DIRECTIVE:
Please write out word for word only the part of the listing between the lines holding "Target: woman's ear" and "column 108, row 13", inclusive.

RAW DATA:

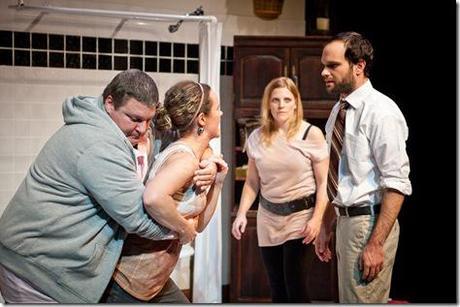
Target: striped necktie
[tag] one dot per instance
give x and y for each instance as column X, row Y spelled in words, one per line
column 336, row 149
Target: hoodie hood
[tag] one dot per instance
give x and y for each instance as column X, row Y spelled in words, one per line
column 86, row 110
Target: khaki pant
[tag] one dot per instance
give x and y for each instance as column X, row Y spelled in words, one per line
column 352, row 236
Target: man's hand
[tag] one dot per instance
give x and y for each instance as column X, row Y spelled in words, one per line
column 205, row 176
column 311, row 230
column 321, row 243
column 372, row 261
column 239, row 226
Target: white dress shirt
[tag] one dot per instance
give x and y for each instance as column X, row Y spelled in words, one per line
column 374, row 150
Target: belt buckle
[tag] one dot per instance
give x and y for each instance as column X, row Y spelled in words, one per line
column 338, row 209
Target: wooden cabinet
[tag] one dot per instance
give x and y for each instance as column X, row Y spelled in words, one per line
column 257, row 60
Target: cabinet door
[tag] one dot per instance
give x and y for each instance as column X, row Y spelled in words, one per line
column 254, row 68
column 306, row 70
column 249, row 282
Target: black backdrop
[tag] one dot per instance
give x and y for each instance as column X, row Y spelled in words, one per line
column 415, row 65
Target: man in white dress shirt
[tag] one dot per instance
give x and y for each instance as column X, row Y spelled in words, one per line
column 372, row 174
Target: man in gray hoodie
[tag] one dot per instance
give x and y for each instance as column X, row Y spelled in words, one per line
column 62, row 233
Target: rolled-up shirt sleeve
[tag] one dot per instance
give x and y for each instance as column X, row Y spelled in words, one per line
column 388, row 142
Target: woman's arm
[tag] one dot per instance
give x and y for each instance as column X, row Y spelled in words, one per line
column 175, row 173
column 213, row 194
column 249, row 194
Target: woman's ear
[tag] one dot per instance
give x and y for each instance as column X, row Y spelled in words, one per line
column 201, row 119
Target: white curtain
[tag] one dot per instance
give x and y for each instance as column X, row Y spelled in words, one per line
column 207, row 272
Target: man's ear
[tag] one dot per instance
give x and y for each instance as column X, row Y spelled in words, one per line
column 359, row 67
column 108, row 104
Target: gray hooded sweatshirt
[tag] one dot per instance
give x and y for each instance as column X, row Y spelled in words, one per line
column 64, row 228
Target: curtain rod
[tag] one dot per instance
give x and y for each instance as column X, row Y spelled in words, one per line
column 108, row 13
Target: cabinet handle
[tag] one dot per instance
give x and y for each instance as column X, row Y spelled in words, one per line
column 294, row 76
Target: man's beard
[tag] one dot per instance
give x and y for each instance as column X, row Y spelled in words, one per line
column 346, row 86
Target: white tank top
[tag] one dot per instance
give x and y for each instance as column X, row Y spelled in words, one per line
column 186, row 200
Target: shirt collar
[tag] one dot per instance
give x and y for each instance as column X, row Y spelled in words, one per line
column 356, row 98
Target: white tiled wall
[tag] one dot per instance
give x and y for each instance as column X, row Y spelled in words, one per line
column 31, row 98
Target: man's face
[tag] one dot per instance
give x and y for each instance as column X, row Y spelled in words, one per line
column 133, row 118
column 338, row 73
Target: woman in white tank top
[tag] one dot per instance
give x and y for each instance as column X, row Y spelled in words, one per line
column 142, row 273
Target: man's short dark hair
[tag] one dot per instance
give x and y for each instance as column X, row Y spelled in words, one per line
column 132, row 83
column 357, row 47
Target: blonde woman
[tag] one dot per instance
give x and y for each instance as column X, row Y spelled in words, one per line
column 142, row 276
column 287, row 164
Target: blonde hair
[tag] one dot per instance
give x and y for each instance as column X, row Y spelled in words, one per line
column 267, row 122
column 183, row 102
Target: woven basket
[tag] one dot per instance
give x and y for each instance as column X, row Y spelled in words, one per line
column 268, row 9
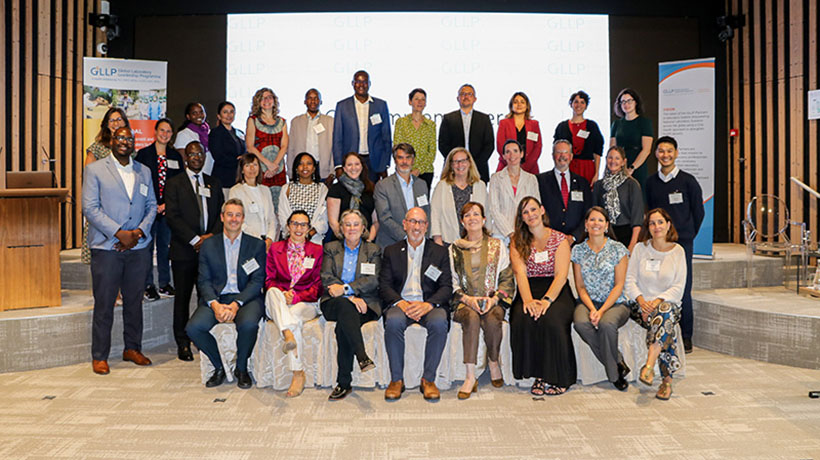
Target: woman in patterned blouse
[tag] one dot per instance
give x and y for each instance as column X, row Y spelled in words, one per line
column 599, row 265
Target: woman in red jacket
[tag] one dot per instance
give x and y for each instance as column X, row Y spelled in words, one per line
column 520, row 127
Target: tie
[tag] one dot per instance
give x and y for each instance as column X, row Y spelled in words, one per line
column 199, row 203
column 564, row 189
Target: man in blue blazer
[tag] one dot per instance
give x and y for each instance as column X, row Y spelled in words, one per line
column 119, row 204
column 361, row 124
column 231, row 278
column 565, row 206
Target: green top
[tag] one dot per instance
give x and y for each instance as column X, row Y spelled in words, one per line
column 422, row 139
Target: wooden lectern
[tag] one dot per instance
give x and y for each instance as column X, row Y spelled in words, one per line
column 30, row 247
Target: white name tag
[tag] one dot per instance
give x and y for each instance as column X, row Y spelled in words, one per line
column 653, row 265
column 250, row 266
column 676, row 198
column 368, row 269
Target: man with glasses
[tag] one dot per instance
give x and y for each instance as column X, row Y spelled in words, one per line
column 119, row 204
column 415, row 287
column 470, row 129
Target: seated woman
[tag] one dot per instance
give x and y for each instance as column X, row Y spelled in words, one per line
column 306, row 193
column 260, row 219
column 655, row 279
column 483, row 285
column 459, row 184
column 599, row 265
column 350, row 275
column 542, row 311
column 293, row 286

COMPLETED EXERCISE:
Target: woman's ear
[tag] one dot per instance
give x and y for each instance as column X, row Y spelled in words, one per line
column 201, row 119
Target: white curtain
[tag] one dot per instance
give x and y for each instance as column X, row Y spelled in words, one per line
column 207, row 272
Target: man's ear
[tag] one dot per instance
give x and y for each instance as column X, row Y spelled in words, one per line
column 359, row 67
column 108, row 104
Target: gray hooded sweatshirt
[tag] one dot per instance
give x and y for each instance as column X, row Y spelled in words, one per line
column 64, row 228
Target: curtain rod
[tag] one dot per instance
give x and y for each instance as column X, row Y spelled in words, one per line
column 108, row 13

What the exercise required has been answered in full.